**Materials provided**.
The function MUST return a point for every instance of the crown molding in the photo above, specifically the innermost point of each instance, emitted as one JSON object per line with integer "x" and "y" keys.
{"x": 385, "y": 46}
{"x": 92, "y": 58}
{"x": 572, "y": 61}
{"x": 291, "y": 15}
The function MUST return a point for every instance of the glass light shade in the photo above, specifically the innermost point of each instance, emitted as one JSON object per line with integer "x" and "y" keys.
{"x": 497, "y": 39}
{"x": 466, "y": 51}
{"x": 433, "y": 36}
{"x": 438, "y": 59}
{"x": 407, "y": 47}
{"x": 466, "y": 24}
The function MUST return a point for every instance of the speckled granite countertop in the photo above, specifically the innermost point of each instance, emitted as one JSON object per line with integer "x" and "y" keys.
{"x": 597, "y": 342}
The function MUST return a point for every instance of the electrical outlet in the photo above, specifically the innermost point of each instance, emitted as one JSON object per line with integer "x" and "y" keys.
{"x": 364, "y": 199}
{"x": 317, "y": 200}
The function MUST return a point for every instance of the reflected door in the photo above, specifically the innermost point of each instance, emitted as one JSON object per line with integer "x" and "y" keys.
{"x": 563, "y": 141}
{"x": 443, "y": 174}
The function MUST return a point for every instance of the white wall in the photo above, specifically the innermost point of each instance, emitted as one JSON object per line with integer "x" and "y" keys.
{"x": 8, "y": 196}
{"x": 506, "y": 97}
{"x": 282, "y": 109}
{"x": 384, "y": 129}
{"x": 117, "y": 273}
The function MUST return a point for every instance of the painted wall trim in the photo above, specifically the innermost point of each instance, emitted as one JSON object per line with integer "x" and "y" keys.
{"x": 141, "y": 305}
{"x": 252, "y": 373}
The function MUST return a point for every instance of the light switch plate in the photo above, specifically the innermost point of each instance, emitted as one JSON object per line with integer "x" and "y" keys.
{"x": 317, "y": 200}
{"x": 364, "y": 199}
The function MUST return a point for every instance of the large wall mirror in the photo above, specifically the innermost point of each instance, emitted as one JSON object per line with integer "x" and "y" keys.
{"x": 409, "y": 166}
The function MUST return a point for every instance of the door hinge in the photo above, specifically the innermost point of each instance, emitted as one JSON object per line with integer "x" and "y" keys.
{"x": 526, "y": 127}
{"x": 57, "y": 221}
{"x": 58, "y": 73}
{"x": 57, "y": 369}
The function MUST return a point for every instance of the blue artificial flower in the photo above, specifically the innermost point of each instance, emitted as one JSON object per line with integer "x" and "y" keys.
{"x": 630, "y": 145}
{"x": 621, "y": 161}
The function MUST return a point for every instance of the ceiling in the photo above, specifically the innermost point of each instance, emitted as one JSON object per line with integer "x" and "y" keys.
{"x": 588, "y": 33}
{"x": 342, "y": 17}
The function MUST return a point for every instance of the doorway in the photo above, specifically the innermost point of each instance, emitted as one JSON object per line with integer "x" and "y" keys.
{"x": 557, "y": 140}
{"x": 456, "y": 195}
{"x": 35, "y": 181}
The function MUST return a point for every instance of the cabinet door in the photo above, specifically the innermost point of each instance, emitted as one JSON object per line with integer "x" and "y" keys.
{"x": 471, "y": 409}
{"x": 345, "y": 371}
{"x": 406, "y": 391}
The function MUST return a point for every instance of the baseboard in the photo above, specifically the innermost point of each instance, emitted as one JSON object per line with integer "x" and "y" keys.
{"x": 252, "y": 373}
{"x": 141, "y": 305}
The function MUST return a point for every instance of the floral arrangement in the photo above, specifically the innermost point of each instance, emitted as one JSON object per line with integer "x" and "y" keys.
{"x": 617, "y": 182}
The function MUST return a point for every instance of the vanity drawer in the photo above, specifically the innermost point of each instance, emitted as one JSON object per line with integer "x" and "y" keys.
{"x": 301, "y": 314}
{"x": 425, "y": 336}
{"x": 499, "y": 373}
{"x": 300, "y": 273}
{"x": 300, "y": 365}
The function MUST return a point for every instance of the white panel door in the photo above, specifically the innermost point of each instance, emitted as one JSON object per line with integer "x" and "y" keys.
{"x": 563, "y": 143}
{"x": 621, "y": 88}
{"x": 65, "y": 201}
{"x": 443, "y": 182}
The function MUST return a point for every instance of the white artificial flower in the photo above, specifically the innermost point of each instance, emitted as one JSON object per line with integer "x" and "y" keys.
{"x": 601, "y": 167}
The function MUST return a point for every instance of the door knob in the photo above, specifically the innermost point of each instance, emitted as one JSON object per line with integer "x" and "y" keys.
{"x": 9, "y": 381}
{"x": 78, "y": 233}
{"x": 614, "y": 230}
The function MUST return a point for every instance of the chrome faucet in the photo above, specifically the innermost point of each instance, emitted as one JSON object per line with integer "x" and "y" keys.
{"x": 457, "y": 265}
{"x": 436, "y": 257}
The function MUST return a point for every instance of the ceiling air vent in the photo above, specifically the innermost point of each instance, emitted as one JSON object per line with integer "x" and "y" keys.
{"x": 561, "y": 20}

**Exercise goal**. Shift every x and y coordinate in the answers up by 145 and write out the part of the items that opens with the line containing "of the chrome" and closes at the end of the items, keeping each request unchanged.

**Complete answer**.
The function MUST return a point for every instance of the chrome faucet in the photo above, specifically the innermost point of each instance, emitted as one JSON object per line with integer "x" and "y" keys.
{"x": 602, "y": 410}
{"x": 581, "y": 402}
The function MUST return a point for every instance of the ceiling air vent in the photo above, specifically the innermost point of each instance, emitted as one JSON object per line with integer "x" and "y" keys.
{"x": 706, "y": 165}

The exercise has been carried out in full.